Document excerpt ▸
Plaintiff also identified in the photograph a buildup of rust on the trough. Plaintiff testified that rust should not be permitted to build up around electrical wiring because the electrical current cannot carry it. On several occasions, plaintiff discovered that the reason an elevator would not function was because a wire had been broken or was so caked with corrosion that the electrical current was unable to pass through to power the elevator.
On the date of the accident, plaintiff arrived at the Langley building and was handed a job ticket which informed him that elevator No. 1 was "down." Plaintiff recalled that the elevator door was off its track on one of the floors and that the door's safety edge was missing. Plaintiff restored the elevator to service temporarily without installing the safety edge. He did not need to use the control buttons on top of the elevator for this repair; rather, the elevator was moved to the necessary location using the controls in the machine room located above the top floor of the 14-story building. Plaintiff explained that the elevator needed to be placed back in service even though it had not been permanently repaired because elevator No. 2, which was also out of service, needed to be repaired.
Plaintiff climbed atop elevator No. 2 while Walter, who was in the machine room, utilized the controls to run the elevator down to the first floor. While inside the shaft repairing elevator No. 2, plaintiff noticed that elevator No. 1 was running sporadically in that it would run for a while and then stop for a prolonged period of time.
When elevator No. 2 was positioned at just below the first floor for repair, Walter shut off the power to the elevator so that it would not move while plaintiff was repairing it. At this point, plaintiff and Walter could only communicate by calling up and down the shaft. When plaintiff did what he could to fix elevator No. 2, he waited for elevator No. 1 to come down to the first floor and stepped onto its top. Plaintiff was going to run the elevator up and check the door locks on one of the middle floors because he had noticed while repairing elevator No. 2 that it lingered in that vicinity. There were no lights on in the shaft.

Set tasks ▸
**A)** In the excerpt about the elevator accident, why did the plaintiff put elevator No. 1 back in service before it was permanently repaired?
**B)** Edit the stretch of entries from the start through the line containing "[819,219,1042,314]", changing "car tire" to "automobile tire" and leaving everything else as it is.

Supplied records ▸
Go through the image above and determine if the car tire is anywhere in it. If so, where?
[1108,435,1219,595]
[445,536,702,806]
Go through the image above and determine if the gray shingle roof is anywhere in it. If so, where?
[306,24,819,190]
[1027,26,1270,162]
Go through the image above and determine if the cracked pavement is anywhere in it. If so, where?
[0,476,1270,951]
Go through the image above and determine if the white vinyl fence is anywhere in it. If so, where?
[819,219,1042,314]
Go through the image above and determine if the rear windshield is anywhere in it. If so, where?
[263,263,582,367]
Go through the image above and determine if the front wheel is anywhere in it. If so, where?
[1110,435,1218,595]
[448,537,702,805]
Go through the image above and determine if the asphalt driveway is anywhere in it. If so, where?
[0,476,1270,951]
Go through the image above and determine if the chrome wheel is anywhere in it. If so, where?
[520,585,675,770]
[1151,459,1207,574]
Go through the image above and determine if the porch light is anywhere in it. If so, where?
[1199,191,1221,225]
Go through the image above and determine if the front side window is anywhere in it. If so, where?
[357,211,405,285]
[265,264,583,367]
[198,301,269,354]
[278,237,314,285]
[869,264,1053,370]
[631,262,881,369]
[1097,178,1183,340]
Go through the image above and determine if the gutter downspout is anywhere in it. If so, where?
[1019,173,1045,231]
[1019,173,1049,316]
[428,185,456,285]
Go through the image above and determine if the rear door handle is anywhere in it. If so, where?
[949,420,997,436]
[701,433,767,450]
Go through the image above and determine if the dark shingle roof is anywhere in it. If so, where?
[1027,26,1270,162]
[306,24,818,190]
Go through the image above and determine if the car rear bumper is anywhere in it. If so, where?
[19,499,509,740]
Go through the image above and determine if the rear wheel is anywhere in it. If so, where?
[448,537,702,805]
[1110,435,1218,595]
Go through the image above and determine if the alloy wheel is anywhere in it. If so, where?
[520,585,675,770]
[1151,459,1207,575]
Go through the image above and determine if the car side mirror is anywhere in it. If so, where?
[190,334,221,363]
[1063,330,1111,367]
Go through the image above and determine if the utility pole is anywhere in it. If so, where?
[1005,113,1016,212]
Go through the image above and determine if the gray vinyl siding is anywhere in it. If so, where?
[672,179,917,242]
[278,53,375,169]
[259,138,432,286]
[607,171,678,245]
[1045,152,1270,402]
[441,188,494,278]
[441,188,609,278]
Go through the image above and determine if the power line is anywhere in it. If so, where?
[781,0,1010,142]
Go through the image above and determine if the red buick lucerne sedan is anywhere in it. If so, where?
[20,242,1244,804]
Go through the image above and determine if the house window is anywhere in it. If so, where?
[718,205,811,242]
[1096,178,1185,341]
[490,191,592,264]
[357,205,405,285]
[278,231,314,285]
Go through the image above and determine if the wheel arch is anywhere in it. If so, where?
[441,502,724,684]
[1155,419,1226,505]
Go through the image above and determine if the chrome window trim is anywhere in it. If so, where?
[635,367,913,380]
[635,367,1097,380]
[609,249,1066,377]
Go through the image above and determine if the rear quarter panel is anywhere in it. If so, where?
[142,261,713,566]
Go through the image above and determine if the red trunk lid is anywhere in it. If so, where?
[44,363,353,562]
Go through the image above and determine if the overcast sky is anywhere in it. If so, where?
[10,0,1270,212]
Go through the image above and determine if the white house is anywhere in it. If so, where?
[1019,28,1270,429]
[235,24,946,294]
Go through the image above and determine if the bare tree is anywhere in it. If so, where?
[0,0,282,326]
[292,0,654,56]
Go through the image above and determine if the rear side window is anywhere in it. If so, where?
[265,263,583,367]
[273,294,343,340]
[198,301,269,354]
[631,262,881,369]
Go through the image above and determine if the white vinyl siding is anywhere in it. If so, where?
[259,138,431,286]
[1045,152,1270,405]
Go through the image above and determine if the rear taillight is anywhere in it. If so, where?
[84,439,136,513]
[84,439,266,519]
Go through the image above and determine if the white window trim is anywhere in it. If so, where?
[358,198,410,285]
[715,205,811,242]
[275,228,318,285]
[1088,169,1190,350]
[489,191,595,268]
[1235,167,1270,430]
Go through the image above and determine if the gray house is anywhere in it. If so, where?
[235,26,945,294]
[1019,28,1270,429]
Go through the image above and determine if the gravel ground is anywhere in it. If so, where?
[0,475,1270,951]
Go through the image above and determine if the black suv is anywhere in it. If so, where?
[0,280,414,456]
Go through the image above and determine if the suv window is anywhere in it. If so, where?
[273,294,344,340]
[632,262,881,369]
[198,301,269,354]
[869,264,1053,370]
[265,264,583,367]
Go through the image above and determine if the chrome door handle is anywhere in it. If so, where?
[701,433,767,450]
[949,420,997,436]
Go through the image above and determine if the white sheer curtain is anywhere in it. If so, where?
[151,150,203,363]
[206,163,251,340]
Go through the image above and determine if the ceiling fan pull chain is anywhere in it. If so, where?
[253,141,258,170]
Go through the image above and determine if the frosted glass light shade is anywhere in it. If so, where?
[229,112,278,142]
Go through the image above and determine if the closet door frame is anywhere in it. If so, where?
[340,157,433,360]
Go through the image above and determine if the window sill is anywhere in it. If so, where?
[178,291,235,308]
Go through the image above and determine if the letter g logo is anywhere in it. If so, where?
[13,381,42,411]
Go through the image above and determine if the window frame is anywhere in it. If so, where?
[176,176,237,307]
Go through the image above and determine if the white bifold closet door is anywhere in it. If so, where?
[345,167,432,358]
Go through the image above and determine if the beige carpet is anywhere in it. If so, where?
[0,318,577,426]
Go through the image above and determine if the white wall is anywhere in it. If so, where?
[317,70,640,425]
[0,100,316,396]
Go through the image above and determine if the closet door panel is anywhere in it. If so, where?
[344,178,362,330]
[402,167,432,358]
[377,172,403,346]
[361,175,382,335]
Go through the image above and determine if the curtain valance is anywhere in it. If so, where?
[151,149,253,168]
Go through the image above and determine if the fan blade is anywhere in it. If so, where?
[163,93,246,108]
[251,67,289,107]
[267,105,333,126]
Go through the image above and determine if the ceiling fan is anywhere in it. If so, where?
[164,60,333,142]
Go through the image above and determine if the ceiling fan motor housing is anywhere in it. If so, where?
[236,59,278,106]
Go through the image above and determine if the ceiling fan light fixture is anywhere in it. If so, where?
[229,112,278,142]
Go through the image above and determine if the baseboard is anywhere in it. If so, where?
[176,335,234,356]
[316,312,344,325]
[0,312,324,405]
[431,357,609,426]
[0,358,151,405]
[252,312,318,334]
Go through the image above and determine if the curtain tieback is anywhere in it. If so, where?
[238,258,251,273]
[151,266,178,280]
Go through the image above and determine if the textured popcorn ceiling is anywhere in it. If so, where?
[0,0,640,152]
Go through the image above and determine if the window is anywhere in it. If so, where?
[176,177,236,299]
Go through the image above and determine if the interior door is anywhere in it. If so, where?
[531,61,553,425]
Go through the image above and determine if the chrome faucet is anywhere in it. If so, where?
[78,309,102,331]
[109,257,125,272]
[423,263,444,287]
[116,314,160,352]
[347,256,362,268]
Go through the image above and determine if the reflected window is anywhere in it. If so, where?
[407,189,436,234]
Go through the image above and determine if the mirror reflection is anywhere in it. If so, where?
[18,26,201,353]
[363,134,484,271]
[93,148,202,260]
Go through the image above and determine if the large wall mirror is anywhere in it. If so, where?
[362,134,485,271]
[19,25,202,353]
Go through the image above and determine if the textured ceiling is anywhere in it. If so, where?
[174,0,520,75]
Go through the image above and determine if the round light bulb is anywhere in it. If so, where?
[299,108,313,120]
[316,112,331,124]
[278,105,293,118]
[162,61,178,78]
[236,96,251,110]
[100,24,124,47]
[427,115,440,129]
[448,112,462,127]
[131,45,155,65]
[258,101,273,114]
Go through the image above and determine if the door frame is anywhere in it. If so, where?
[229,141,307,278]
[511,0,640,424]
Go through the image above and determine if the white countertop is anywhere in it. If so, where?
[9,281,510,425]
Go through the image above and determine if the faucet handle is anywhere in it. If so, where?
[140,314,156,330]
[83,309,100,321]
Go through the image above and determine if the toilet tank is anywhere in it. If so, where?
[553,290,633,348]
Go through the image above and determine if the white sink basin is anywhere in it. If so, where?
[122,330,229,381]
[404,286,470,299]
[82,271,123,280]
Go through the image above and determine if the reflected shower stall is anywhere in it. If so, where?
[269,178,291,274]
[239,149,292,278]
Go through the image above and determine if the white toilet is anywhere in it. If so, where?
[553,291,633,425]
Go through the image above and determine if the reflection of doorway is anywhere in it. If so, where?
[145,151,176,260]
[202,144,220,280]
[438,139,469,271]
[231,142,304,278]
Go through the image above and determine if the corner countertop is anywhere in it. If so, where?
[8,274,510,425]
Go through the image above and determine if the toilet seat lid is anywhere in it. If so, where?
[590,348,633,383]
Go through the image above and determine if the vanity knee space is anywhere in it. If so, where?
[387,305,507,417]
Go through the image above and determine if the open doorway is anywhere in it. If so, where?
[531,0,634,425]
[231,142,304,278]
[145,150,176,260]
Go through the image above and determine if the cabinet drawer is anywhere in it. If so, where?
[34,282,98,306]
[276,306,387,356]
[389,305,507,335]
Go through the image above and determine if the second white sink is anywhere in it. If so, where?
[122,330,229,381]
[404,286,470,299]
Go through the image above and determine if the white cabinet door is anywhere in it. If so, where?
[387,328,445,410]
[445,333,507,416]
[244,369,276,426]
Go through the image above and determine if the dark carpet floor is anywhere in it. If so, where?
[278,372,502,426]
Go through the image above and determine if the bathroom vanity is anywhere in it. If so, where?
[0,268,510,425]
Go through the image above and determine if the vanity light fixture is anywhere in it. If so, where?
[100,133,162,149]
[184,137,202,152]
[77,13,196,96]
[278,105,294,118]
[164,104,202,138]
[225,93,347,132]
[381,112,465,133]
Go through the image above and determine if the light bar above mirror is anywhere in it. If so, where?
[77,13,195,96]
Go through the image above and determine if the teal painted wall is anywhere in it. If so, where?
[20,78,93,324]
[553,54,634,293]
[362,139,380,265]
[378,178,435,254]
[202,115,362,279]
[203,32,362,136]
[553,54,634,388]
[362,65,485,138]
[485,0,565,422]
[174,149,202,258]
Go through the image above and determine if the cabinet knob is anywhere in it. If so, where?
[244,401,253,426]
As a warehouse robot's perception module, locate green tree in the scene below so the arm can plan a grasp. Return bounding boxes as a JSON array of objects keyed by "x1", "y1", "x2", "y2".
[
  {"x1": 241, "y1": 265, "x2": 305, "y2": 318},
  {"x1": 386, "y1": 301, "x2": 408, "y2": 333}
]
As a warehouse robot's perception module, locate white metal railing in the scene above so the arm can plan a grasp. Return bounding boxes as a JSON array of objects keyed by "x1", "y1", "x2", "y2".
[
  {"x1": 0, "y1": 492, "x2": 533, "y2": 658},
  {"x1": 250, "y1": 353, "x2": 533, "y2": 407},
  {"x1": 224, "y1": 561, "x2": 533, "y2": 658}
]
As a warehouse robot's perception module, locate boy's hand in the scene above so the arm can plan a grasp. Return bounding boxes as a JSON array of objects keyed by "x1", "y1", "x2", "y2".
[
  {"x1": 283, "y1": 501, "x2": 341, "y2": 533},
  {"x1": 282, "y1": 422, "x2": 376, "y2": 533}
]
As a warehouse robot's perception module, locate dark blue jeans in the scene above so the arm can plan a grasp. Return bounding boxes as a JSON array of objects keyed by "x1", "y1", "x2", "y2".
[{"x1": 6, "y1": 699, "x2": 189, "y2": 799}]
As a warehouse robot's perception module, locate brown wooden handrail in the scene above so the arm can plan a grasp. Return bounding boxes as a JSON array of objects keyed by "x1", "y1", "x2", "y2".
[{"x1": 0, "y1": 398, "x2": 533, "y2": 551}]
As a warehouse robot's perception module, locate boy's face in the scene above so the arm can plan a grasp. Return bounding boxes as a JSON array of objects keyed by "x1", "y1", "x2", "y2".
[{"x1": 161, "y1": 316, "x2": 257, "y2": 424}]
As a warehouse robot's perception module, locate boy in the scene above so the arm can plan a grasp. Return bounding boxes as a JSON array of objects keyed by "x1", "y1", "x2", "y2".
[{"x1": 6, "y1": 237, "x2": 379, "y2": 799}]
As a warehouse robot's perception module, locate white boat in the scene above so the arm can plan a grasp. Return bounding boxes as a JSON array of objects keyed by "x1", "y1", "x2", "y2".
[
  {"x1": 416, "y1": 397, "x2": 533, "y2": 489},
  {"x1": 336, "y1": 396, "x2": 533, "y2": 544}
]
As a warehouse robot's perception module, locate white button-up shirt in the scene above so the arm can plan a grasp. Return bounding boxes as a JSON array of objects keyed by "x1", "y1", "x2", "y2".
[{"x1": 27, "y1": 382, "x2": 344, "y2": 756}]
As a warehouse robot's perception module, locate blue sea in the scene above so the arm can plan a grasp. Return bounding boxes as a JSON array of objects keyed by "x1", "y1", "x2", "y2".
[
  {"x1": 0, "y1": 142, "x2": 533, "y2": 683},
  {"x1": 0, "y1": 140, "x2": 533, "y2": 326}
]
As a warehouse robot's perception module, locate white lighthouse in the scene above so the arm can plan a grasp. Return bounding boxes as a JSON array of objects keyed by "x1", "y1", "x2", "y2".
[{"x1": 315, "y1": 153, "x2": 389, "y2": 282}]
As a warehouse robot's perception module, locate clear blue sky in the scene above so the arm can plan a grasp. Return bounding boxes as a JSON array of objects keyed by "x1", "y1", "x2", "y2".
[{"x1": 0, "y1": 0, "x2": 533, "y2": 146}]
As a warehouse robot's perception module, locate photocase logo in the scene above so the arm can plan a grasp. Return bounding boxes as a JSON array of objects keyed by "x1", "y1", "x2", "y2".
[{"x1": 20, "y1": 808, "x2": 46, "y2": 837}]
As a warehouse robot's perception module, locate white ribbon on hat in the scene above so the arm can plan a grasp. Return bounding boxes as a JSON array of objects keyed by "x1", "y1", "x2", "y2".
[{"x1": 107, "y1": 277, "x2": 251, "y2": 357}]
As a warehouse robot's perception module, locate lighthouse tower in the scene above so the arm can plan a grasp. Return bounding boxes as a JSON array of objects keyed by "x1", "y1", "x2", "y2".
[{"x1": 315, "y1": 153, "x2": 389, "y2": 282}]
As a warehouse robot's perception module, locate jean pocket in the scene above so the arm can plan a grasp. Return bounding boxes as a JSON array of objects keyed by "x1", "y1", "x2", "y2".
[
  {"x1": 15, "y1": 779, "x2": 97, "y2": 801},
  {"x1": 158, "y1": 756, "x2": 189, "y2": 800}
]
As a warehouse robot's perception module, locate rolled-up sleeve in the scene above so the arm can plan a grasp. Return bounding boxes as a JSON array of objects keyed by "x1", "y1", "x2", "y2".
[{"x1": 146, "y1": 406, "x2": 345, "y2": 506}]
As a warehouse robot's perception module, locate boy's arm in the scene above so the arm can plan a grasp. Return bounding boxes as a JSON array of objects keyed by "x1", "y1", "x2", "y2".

Results of the tasks ▸
**A)** Elevator No. 2 was also out of service and needed to be repaired.

**B)**
Go through the image above and determine if the automobile tire is anywhere in it. If so, where?
[1108,435,1219,595]
[445,536,702,806]
Go through the image above and determine if the gray shingle roof is anywhere in it. If so, where?
[306,24,819,190]
[1027,26,1270,162]
Go through the image above and determine if the cracked pavement is anywhere in it. If so, where?
[0,476,1270,951]
Go through the image above and determine if the white vinyl fence is anywhere in it. If so, where?
[819,219,1042,314]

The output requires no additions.